What the task asks: This task calls for copying every line of the records that includes the word "instance".

(Stored items)
----

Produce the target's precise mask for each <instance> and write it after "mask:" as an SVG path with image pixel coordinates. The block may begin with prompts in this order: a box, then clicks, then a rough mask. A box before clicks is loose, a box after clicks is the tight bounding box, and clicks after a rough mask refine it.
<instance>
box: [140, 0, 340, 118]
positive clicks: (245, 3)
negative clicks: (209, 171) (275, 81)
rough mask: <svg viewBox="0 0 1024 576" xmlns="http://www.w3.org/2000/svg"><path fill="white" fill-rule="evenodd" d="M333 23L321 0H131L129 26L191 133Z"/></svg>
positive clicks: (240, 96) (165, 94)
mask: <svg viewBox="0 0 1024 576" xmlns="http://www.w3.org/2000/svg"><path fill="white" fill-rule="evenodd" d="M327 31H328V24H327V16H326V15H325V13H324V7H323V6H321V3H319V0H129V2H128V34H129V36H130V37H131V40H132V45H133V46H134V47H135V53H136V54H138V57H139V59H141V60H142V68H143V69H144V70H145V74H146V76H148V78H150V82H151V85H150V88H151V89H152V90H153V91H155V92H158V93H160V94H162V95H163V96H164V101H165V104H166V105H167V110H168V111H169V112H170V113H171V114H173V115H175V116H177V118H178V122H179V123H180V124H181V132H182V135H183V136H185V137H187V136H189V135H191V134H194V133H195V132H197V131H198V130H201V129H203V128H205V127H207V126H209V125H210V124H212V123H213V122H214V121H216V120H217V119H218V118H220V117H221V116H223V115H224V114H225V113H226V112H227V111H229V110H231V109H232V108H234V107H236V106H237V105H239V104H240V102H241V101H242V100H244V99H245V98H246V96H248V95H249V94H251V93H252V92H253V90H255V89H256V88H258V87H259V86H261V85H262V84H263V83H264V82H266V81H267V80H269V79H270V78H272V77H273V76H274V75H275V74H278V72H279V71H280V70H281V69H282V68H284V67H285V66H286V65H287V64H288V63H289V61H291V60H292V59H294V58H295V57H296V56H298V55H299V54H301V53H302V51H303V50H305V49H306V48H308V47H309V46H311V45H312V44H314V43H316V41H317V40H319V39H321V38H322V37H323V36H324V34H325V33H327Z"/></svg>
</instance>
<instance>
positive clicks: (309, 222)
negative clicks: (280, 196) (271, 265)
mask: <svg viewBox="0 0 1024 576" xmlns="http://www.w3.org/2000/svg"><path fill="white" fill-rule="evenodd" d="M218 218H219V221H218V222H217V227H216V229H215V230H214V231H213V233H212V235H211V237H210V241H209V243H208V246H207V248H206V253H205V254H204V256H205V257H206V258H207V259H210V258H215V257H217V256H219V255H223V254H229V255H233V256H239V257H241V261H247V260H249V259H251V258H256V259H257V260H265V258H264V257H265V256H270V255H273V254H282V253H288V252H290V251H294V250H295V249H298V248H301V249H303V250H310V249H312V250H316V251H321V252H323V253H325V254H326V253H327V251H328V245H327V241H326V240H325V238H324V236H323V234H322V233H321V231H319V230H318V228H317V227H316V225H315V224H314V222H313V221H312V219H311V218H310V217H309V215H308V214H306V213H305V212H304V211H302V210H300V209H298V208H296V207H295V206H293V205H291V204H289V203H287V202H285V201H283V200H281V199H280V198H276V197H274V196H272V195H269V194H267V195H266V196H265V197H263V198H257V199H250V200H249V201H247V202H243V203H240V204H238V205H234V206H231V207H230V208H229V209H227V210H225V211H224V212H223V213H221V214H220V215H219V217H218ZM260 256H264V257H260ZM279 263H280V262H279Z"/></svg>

----

Result for this task:
Produce the target's precise mask for each <instance> and write it after "mask:" as an SVG path with image pixel coordinates. The block may begin with prompts in this order: a box, then clicks, then a rough mask. A box before clicks is loose, a box after clicks is the tight bounding box, and clicks after a rough mask refine it.
<instance>
</instance>
<instance>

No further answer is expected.